The Lehigh and Lackawanna Railroad was a railway company in the United States. It was incorporated in 1864 and opened its initial line between Bethlehem, and Chapman, Pennsylvania, in 1867. At its peak, the company's line extended 25.3 mi from Bethlehem to Wind Gap, Pennsylvania. The company and its line became part of the Lehigh and New England Railroad in 1904. Part of the line was abandoned in 1962; the remainder is part of the Norfolk Southern Railway's Cement Secondary.

== History ==
The Lehigh and Lackawanna Railroad was established as the Bethlehem Railroad in 1862, for the purposes of building a railway line north from the Lehigh River in Bethlehem, Pennsylvania, following the Monocacy Creek. The line opened between Bethlehem and Chapman, north of Bath, on November 28, 1867. In Bethlehem, it interchanged with the Lehigh and Susquehanna Railroad (L&S), later part of the Central Railroad of New Jersey (CNJ). The Lehigh Coal and Navigation Company (LC&NC), owner of the L&S, leased the Lehigh and Lackawanna in 1868. The CNJ leased both the L&S and the Lehigh and Lackawanna in 1871.

Under CNJ management, the line was extended the 10 mi from Chapman to Wind Gap, opening on August 14, 1878. At Wind Gap, connection was made with the Pennsylvania and New England Railroad, another forerunner of the Lehigh and New England. Another company, the Wind Gap and Delaware Railroad, completed a line between Wind Gap and Bangor, Pennsylvania, in 1883, creating a connection with the Delaware, Lackawanna and Western Railroad.
------------------------------------------------------------
● **Required work**
• 1. Transcribe the portion of the railroad history that opens with the words containing "Under CNJ management, the" and closes with "and Western Railroad.".
• 2. According to the railroad history, on what date did the extension from Chapman to Wind Gap open?
• 3. Name every town or community that appears in the railroad history.
The records that follow this railroad history are separate material.
------------------------------------------------------------
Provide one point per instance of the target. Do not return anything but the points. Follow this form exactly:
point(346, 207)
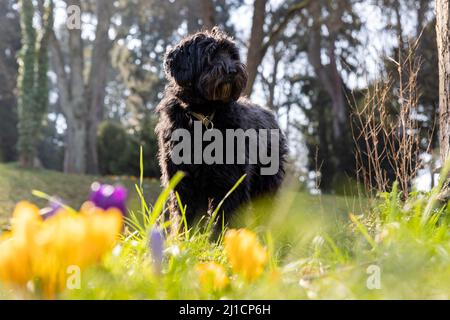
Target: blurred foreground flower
point(212, 275)
point(42, 250)
point(245, 254)
point(106, 196)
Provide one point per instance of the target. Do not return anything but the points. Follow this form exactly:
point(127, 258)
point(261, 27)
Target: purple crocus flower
point(156, 244)
point(54, 205)
point(106, 196)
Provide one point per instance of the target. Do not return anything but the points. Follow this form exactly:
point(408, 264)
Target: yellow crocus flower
point(246, 255)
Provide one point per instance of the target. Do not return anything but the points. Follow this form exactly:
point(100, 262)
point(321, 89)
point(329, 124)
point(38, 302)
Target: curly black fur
point(206, 76)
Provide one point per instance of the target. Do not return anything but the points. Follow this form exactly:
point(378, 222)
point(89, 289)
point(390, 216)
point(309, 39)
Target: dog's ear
point(178, 65)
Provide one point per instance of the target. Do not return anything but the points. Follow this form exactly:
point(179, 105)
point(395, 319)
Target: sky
point(369, 56)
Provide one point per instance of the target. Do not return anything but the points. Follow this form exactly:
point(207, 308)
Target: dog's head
point(208, 64)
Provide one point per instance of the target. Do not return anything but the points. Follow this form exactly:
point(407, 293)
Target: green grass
point(320, 247)
point(17, 184)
------------------------------------------------------------
● **Solutions in order**
• 1.
Under CNJ management, the line was extended the 10 mi from Chapman to Wind Gap, opening on August 14, 1878. At Wind Gap, connection was made with the Pennsylvania and New England Railroad, another forerunner of the Lehigh and New England. Another company, the Wind Gap and Delaware Railroad, completed a line between Wind Gap and Bangor, Pennsylvania, in 1883, creating a connection with the Delaware, Lackawanna and Western Railroad.

• 2. August 14, 1878

• 3.
Bethlehem
Chapman
Wind Gap
Bath
Bangor